__Problem to work on__. Please edit everything from the start of the records down to and including the line containing "<point>29,56</point>", replacing "Target" with "Object" and changing nothing else. Return only those lines.

__Supplied information__.
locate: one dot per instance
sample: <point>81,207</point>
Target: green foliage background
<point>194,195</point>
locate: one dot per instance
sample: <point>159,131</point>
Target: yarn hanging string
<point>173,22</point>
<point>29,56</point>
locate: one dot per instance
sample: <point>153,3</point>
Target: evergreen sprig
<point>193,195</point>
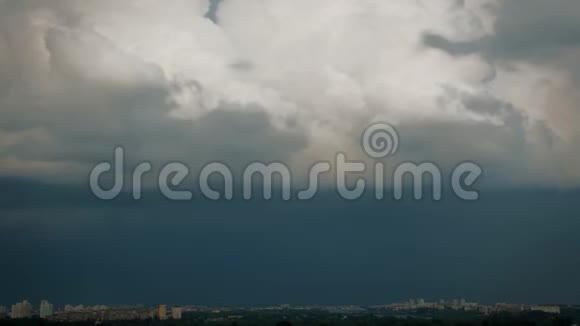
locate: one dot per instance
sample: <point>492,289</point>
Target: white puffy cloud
<point>78,77</point>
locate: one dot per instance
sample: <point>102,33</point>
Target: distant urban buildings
<point>176,313</point>
<point>21,310</point>
<point>463,305</point>
<point>46,309</point>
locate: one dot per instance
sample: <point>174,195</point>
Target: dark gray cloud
<point>525,29</point>
<point>213,10</point>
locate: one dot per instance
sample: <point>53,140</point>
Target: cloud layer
<point>494,81</point>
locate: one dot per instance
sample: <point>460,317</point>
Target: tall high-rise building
<point>21,310</point>
<point>162,312</point>
<point>46,309</point>
<point>176,313</point>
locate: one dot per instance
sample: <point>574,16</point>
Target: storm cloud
<point>293,81</point>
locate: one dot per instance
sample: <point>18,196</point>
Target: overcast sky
<point>491,81</point>
<point>496,82</point>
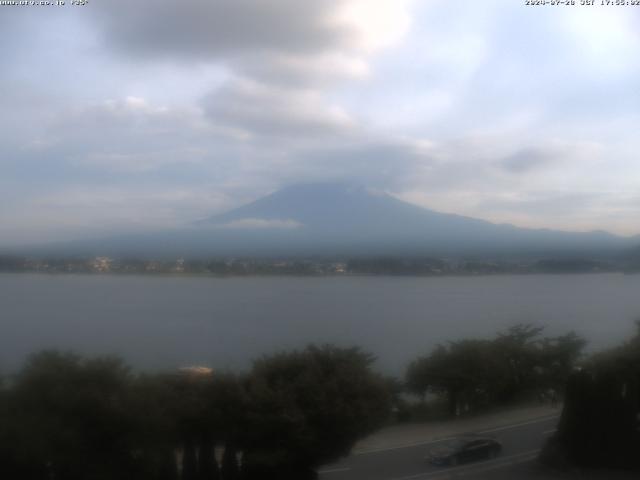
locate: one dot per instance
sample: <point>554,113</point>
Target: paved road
<point>521,444</point>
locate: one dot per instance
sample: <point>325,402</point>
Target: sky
<point>130,116</point>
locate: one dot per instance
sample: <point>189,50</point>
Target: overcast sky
<point>129,115</point>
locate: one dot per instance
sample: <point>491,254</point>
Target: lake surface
<point>165,322</point>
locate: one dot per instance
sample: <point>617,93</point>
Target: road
<point>521,444</point>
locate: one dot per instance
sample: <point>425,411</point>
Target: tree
<point>70,419</point>
<point>308,408</point>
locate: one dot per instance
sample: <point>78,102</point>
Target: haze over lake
<point>165,322</point>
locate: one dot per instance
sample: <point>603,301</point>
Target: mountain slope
<point>336,219</point>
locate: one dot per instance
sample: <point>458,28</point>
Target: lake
<point>159,322</point>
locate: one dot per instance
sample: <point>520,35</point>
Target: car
<point>465,449</point>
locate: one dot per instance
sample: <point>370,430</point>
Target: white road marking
<point>334,470</point>
<point>445,439</point>
<point>520,424</point>
<point>479,467</point>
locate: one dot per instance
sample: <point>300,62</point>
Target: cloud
<point>257,109</point>
<point>528,159</point>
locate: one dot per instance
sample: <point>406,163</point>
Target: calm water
<point>164,322</point>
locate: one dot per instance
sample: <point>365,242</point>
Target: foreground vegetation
<point>66,417</point>
<point>600,422</point>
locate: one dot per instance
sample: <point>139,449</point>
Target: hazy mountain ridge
<point>339,219</point>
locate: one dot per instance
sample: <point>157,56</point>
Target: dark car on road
<point>465,449</point>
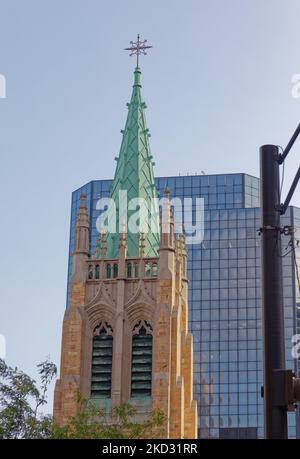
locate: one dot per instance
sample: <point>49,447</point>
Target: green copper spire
<point>134,175</point>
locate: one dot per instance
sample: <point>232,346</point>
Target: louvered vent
<point>141,367</point>
<point>102,361</point>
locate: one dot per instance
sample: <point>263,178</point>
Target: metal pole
<point>275,414</point>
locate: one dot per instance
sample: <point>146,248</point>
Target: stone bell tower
<point>125,332</point>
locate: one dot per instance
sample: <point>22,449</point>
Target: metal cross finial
<point>138,47</point>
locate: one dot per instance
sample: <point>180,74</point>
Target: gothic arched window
<point>136,270</point>
<point>102,361</point>
<point>141,360</point>
<point>90,272</point>
<point>154,269</point>
<point>115,270</point>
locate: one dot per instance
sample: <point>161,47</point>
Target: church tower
<point>125,335</point>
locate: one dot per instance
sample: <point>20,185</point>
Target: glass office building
<point>225,313</point>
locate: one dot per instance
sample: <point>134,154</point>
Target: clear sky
<point>217,84</point>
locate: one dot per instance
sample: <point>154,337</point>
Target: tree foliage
<point>21,399</point>
<point>93,423</point>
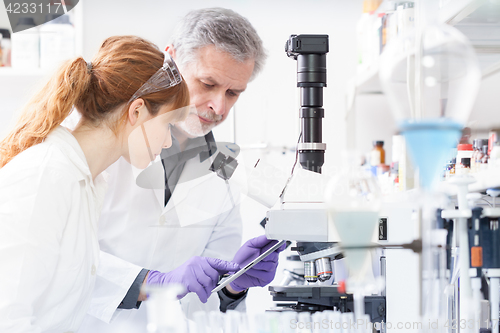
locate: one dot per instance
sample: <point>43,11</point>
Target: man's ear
<point>135,110</point>
<point>170,50</point>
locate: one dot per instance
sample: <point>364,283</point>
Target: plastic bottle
<point>6,46</point>
<point>477,154</point>
<point>464,151</point>
<point>25,45</point>
<point>485,158</point>
<point>494,160</point>
<point>57,41</point>
<point>377,155</point>
<point>464,166</point>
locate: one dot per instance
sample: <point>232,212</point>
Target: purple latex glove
<point>263,272</point>
<point>198,274</point>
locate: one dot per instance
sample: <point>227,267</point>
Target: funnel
<point>431,80</point>
<point>353,199</point>
<point>429,143</point>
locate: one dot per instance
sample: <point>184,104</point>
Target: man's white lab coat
<point>49,252</point>
<point>136,231</point>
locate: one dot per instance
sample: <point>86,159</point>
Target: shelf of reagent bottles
<point>485,179</point>
<point>472,18</point>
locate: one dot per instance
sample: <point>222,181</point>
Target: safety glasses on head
<point>167,76</point>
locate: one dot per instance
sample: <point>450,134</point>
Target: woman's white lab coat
<point>49,252</point>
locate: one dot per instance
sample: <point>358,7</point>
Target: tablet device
<point>227,280</point>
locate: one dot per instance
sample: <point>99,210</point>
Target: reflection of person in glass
<point>218,52</point>
<point>51,187</point>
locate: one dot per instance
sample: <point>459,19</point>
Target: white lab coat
<point>136,231</point>
<point>49,252</point>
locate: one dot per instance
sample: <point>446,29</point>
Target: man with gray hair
<point>164,234</point>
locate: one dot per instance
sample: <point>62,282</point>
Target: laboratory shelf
<point>476,20</point>
<point>485,179</point>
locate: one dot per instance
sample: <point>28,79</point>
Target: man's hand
<point>198,274</point>
<point>263,272</point>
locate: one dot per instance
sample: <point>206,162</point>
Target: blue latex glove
<point>198,274</point>
<point>263,272</point>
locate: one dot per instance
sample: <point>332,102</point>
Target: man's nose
<point>218,104</point>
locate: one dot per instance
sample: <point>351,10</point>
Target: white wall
<point>268,111</point>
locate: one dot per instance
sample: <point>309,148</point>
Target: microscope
<point>302,215</point>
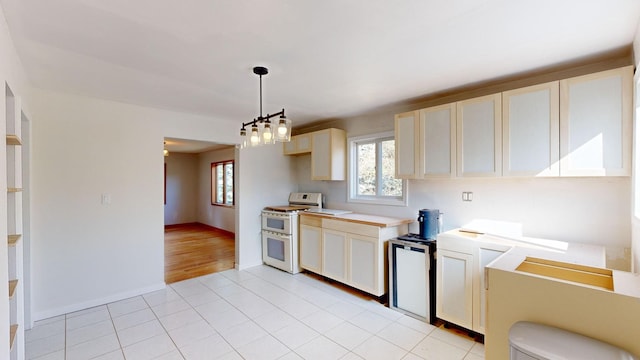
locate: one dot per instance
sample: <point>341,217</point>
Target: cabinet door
<point>364,264</point>
<point>484,254</point>
<point>299,144</point>
<point>328,154</point>
<point>303,143</point>
<point>311,248</point>
<point>289,148</point>
<point>595,124</point>
<point>407,128</point>
<point>454,287</point>
<point>437,141</point>
<point>334,255</point>
<point>479,136</point>
<point>530,131</point>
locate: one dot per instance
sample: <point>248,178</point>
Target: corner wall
<point>86,253</point>
<point>635,213</point>
<point>181,188</point>
<point>221,217</point>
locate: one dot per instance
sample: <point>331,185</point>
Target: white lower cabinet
<point>311,248</point>
<point>349,252</point>
<point>460,284</point>
<point>454,287</point>
<point>334,255</point>
<point>365,262</point>
<point>483,255</point>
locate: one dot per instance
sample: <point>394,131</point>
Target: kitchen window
<point>222,192</point>
<point>372,171</point>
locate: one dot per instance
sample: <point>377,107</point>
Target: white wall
<point>85,253</point>
<point>264,177</point>
<point>221,217</point>
<point>12,73</point>
<point>585,210</point>
<point>182,188</point>
<point>635,214</point>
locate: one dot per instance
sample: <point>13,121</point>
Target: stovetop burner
<point>416,238</point>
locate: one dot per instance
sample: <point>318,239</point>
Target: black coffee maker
<point>429,221</point>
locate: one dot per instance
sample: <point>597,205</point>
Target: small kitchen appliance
<point>412,276</point>
<point>429,221</point>
<point>280,230</point>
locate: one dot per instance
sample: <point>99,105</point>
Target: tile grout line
<point>162,325</point>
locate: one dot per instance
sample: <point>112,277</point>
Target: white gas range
<point>280,230</point>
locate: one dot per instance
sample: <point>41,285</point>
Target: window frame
<point>353,197</point>
<point>213,183</point>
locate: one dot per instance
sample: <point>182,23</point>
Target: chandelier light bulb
<point>255,139</point>
<point>261,130</point>
<point>267,134</point>
<point>282,128</point>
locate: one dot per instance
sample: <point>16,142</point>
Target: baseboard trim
<point>46,314</point>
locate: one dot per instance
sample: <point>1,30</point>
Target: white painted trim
<point>241,267</point>
<point>351,170</point>
<point>96,302</point>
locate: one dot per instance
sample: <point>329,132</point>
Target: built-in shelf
<point>13,284</point>
<point>13,239</point>
<point>13,140</point>
<point>12,335</point>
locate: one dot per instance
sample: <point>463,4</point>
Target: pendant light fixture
<point>262,132</point>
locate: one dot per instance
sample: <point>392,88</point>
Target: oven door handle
<point>282,235</point>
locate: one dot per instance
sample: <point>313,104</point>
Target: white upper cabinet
<point>407,129</point>
<point>299,144</point>
<point>426,143</point>
<point>595,124</point>
<point>530,131</point>
<point>437,141</point>
<point>479,136</point>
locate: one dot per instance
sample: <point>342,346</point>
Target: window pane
<point>219,184</point>
<point>390,185</point>
<point>228,170</point>
<point>366,169</point>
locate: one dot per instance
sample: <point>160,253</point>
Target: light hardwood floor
<point>195,249</point>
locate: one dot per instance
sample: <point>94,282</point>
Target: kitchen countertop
<point>366,219</point>
<point>624,283</point>
<point>582,306</point>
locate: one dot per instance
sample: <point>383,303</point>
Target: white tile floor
<point>260,313</point>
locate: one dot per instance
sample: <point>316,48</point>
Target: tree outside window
<point>222,183</point>
<point>373,170</point>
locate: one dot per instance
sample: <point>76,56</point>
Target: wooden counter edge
<point>348,217</point>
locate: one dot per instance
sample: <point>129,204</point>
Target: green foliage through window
<point>375,169</point>
<point>222,183</point>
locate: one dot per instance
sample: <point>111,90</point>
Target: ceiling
<point>326,59</point>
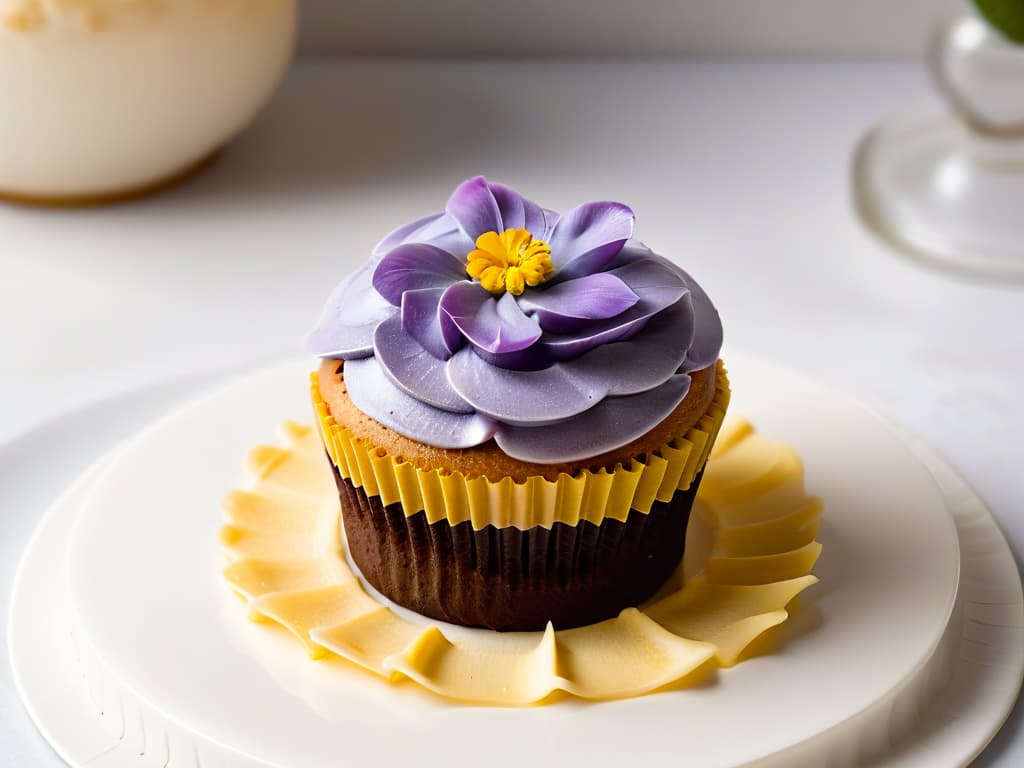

__Full answer__.
locate: one dot per instance
sample: <point>81,207</point>
Object: green foliage background
<point>194,195</point>
locate: one dot per instance
sample: <point>159,131</point>
Object: yarn hanging string
<point>173,22</point>
<point>29,56</point>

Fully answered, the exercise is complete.